[ЗАДАНИЕ]: Ответьте, пожалуйста, по отрывку о высоте детонации атомных бомб: в каком диапазоне Бете оценил мощность «Малыша» в тротиловом эквиваленте?

Высота детонации определяла размеры области, которая будет затронута взрывом, и ее выбор чрезвычайно сильно зависел от мощности бомбы. При взрыве на слишком большой высоте энергия бомбы могла рассеяться в воздухе; у бомбы, взорванной слишком низко, энергия могла уйти на образование воронки в земле. Как объясняется в протоколе заседания комитета, слишком низкая детонация была предпочтительнее слишком высокой: «Бомба может быть взорвана на высоте, меньшей оптимальной на величину до 40 %, с уменьшением площади зоны повреждений на 24 %. В то же время такое же уменьшение площади происходит при превышении оптимальной высоты детонации [всего] на 14 %». Эта дискуссия показывает, до какой степени в Лос-Аламосе все еще не было уверенности относительно мощности бомбы. По оценке Бете, мощность «Малыша» должна была составить от 5000 до 15 000 тонн в тротиловом эквиваленте. О мощности «Толстяка», имплозивной бомбы, можно было только гадать: 700 тонн, 2000 тонн, 5000 тонн? «С учетом имеющейся информации запал должен быть установлен на 2000 тонн эквивалента, но следует обеспечить возможность перенастройки запала на другие значения к моменту окончательной доставки… Для этого устройства будут использованы данные “Тринити”».

Ученые сообщили – и комитет согласился, – что в чрезвычайных обстоятельствах непврежденный В-29 сможет вернуться на базу с бомбой. «Самолет должен будет произвести нормальную посадку с величайшей осторожностью… Вероятность того, что авария вызовет взрыв высокого порядка [т. е. ядерный]… достаточно мала, чтобы считать риск [такого события] оправданным». «Толстяк» мог перенести даже аварийный сброс в неглубокую воду. «Малыш» требовал более бережного обращения. Поскольку в пушечной бомбе содержалось более двух критических масс 235U, морская вода, попавшая в ее корпус, могла замедлить блуждающие нейтроны до уровня возникновения разрушительной цепной реакции на медленных нейтронах. В альтернативном варианте при аварийном сбросе «Малыша» над сушей урановая пуля могла сместиться по стволу к основному заряду 235U и вызвать ядерный взрыв. Как отмечается в протоколе, к несчастью для экипажа самолета, на борту которого находится капризный «Малыш», «наилучшая из предложенных пока что аварийных процедур состоит в… удалении пороха из орудия и выполнении аварийной посадки».

[Серия записей]
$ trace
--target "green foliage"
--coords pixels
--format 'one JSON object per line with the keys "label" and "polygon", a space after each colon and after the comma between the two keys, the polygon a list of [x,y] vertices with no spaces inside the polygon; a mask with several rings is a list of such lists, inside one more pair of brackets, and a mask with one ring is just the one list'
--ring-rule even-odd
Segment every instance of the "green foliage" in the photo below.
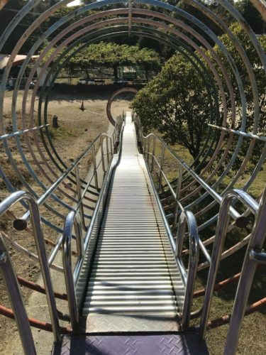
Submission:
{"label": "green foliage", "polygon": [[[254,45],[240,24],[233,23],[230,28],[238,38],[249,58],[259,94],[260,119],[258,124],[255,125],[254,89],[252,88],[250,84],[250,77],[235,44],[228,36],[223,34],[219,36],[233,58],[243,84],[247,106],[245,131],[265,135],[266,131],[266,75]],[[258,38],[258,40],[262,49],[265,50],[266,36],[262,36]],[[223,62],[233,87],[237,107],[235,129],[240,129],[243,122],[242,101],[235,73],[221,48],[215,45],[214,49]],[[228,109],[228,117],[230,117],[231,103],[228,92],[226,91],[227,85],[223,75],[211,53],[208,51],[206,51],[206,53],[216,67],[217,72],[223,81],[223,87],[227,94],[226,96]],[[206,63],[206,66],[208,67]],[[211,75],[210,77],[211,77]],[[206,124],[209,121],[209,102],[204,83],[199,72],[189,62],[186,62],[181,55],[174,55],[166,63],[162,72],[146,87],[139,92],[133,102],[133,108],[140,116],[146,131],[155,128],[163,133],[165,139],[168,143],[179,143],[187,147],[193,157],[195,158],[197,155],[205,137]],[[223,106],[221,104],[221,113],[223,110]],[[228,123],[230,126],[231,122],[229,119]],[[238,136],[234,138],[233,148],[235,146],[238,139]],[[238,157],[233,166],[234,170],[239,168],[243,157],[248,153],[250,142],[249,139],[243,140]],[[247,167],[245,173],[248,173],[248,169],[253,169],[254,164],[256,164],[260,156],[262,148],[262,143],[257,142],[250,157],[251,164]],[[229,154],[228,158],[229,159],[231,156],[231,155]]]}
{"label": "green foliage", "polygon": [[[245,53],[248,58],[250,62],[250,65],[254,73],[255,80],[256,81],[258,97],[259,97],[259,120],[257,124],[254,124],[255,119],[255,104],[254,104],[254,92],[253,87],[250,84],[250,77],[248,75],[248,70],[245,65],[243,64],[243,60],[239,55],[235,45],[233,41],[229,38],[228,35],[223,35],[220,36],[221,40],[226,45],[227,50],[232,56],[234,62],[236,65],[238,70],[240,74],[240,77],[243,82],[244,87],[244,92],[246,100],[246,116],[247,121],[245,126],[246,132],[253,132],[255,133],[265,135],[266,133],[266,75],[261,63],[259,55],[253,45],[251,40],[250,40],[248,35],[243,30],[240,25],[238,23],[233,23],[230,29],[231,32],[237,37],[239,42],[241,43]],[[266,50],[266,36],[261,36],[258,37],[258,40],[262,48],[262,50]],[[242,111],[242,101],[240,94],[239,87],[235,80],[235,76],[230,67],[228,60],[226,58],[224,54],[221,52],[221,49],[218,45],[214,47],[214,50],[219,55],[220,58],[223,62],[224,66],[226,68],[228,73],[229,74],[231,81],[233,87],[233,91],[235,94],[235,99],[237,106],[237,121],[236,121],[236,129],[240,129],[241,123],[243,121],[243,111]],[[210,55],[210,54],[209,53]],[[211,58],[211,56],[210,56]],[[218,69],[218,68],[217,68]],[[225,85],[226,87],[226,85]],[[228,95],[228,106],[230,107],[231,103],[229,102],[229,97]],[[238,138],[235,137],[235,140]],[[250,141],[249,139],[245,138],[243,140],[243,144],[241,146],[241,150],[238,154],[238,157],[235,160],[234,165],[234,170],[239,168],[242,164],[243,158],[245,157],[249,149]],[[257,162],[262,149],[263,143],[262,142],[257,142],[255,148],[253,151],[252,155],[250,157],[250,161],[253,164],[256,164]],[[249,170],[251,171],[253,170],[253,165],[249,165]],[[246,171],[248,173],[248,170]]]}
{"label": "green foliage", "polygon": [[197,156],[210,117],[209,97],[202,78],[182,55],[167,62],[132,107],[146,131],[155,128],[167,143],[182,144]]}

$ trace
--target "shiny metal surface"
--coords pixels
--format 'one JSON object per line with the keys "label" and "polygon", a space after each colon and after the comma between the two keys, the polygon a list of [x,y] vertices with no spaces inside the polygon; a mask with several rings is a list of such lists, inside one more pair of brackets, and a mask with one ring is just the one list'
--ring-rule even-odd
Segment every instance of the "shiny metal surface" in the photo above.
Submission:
* * *
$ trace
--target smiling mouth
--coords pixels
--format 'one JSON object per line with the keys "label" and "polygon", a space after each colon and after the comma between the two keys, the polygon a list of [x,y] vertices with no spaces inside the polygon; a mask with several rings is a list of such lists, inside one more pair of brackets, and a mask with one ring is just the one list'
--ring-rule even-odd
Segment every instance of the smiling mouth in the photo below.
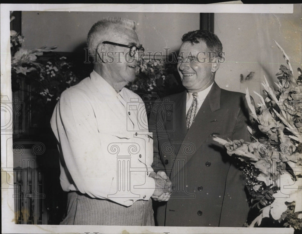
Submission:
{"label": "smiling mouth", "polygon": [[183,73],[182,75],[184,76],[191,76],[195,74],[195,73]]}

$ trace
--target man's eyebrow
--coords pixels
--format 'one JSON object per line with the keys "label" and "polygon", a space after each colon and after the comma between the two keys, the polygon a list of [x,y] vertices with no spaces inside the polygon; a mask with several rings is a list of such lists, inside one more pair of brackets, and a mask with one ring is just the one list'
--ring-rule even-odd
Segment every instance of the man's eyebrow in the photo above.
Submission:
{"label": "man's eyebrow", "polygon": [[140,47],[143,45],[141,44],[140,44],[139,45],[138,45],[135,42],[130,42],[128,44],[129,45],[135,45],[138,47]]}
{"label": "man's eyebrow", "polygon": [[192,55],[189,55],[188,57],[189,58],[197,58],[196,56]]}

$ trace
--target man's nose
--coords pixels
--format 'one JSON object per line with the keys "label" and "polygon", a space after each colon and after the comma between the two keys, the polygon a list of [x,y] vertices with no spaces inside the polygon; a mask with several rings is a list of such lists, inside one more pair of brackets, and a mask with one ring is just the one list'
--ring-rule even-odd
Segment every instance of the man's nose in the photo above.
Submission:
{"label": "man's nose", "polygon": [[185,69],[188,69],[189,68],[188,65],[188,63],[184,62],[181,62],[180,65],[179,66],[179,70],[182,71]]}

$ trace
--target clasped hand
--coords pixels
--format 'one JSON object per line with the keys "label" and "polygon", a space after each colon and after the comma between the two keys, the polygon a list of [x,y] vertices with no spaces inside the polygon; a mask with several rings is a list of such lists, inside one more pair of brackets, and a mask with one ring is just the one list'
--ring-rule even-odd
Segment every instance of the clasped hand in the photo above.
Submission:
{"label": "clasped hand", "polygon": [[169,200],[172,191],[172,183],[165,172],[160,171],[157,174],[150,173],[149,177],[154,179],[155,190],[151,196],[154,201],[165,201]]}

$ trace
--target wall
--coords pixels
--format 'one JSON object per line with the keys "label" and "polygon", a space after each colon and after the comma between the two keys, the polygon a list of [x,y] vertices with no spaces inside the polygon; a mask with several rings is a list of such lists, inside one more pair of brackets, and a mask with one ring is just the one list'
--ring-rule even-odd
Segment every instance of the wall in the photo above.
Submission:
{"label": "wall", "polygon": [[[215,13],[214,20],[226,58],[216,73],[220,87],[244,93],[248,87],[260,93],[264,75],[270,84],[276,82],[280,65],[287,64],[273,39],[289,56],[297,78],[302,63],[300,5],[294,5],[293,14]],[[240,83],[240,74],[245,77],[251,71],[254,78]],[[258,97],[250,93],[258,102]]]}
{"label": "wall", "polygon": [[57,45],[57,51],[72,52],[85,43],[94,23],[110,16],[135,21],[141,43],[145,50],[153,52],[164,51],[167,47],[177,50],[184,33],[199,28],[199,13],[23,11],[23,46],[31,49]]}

[ОТВЕТ НА ЗАДАНИЕ]: От 5000 до 15 000 тонн в тротиловом эквиваленте.